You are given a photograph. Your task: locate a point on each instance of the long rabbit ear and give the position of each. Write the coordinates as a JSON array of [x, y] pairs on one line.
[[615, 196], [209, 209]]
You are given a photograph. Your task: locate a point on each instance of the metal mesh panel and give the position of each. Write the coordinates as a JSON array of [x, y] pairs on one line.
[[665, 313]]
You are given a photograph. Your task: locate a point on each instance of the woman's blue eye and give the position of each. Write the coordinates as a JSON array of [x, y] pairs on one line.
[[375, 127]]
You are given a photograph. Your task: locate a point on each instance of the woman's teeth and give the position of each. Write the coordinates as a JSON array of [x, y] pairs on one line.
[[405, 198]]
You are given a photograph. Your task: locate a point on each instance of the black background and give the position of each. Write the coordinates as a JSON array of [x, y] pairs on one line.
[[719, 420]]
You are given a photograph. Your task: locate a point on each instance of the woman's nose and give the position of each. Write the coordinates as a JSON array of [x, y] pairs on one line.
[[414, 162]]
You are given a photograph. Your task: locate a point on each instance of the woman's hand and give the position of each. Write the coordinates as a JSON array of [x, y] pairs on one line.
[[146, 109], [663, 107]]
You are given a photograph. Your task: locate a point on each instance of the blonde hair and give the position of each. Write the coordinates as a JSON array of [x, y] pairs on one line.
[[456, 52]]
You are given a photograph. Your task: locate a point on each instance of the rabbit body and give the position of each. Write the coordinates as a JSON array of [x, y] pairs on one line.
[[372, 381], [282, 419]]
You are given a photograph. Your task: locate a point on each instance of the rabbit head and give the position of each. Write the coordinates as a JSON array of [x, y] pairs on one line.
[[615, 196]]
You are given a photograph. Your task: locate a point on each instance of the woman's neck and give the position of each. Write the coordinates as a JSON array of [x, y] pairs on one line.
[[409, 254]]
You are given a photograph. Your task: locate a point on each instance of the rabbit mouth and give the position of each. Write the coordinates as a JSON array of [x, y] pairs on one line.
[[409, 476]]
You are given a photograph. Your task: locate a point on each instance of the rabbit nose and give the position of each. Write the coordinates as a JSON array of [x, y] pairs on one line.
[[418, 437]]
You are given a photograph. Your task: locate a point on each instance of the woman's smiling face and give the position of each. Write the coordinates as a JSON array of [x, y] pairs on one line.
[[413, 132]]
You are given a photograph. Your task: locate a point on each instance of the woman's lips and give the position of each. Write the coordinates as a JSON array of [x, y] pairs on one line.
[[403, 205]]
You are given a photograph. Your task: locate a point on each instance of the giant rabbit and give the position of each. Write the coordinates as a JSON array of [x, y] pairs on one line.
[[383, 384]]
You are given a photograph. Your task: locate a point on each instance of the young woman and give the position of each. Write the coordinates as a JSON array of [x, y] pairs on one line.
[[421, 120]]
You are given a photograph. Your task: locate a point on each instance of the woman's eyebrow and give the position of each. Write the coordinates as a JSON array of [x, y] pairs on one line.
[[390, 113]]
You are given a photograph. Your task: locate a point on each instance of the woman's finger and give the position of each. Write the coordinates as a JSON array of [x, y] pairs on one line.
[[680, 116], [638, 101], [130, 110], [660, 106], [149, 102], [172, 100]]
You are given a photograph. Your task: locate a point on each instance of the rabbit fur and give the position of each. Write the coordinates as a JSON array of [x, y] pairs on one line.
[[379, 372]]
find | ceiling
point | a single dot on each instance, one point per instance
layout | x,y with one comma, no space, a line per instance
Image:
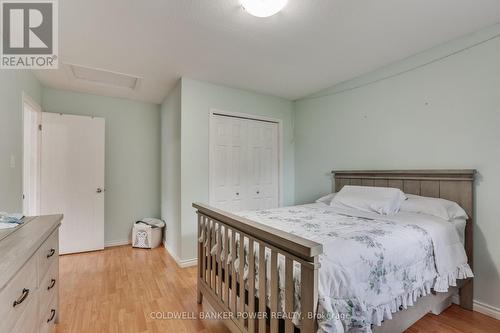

------------------------------------

**Written instruction**
Please revise every row above, swapping "photograph" for "image" and keeping everything else the same. Leave the pictures out of your answer.

**Exercise solution**
You are given a image. Your task: locate a point on each instance of the long rabbit ear and give the position of each. Write the coordinates as a JSON array of [x, y] pairs on one line.
[[615, 196], [209, 209]]
You are given a image. Your task: locate a point on each instance of the metal mesh panel and give the position of each. Write the coordinates as a JSON array of [x, y] pairs on one line.
[[665, 313]]
You are given a image. Your task: locate a point on each instance of the woman's blue eye and give the position of each. Write the coordinates as a JSON array of [x, y] pairs on one line.
[[375, 127]]
You are given a image. Your task: locate a point on each instance of the woman's teeth and give the position of each. Write the coordinates as a JSON array of [x, y] pairs on one line.
[[405, 198]]
You are given a image. Your task: locate a point on each instance of the black background and give the position of each. Write the coordinates as a JSON array of [x, y] pairs on one line.
[[719, 420]]
You are given a image. Your task: locate a point on each instance of the woman's nose and give the position of each. Write the coordinates as a JSON array of [x, y] pairs on one line.
[[414, 162]]
You are given a image. Your task: locate a point on each instance of the woman's hand and give the position of each. Write the coordinates as a JSON array of [x, y] pairs on one line.
[[146, 109], [663, 107]]
You are given a image. Your task: locate a point on each instance of the blonde hair and give the position of each. Write the coordinates as a JSON array of [x, y] pairs on one line.
[[456, 52]]
You are given a image. Your task: locate a point on each instance of the rabbit body and give the position of each. Write the coordinates as a JSON array of [x, y] pairs on one line.
[[372, 381], [282, 419]]
You are given a image. Your task: locate a point on each instance of the rabbit head and give the position of each. Write the coordinates as a JSON array of [x, y] pairs on one line.
[[615, 196]]
You are given a image. Your task: locate a point on each instance of the woman's neck and give the position of each. Write the coordinates as a JSON array of [x, y] pairs on one line.
[[409, 254]]
You are given a image. Your task: locate a point on each instance of the rabbit mouth and give the position of each. Write the coordinates as a JSON array of [x, y] pairs on one line.
[[409, 476]]
You are given a image. Your task: locate a point on each instance of the rabbit nose and give the position of each. Write the coordinates as a JSON array of [x, y] pairs on one line.
[[418, 437]]
You are given a image. Your task: locate a point on each instance of the woman's smiling face and give the position of each. Write the coordinates as a JSON array of [x, y] pairs on one line.
[[413, 132]]
You are given a image. Your task: locate a point on each instance of the woman's lips and give the position of each. Write the coordinates as a JSON array of [x, y] pairs on one line.
[[403, 205]]
You are given a image. Your task: locate a point on each instance of the giant rabbit and give the position of each. Write the coordinates as a JSON array of [x, y] pairs on one line.
[[383, 384]]
You are given a image. Your task: locate a point on each instance of the young woman and give the position of each. Write the coordinates as a JSON array of [x, y] pairs on one line.
[[421, 120]]
You are given a image. Your task: locate a point on each instance of the woman's eyebrow and give the position of each. Write the coordinates as a JSON array of [x, y] pairs on one line.
[[390, 113]]
You are given a image. Your task: locate a point on each instance of the woman's finger and give the position of each. Write the coordinates as a JSON array of [x, y] pairs on one line.
[[680, 116], [638, 101], [130, 110], [660, 106], [149, 102], [172, 100]]
You are given a image. Your task: locate a point on each instance of the rabbit fur and give the position of each. Write the coordinates as a JSON array of [x, y] pairs on one line.
[[379, 372]]
find | ceiling
point | a single dot on each instance, one point per instance
layout | x,y with one comma, no space, a line per instance
Image:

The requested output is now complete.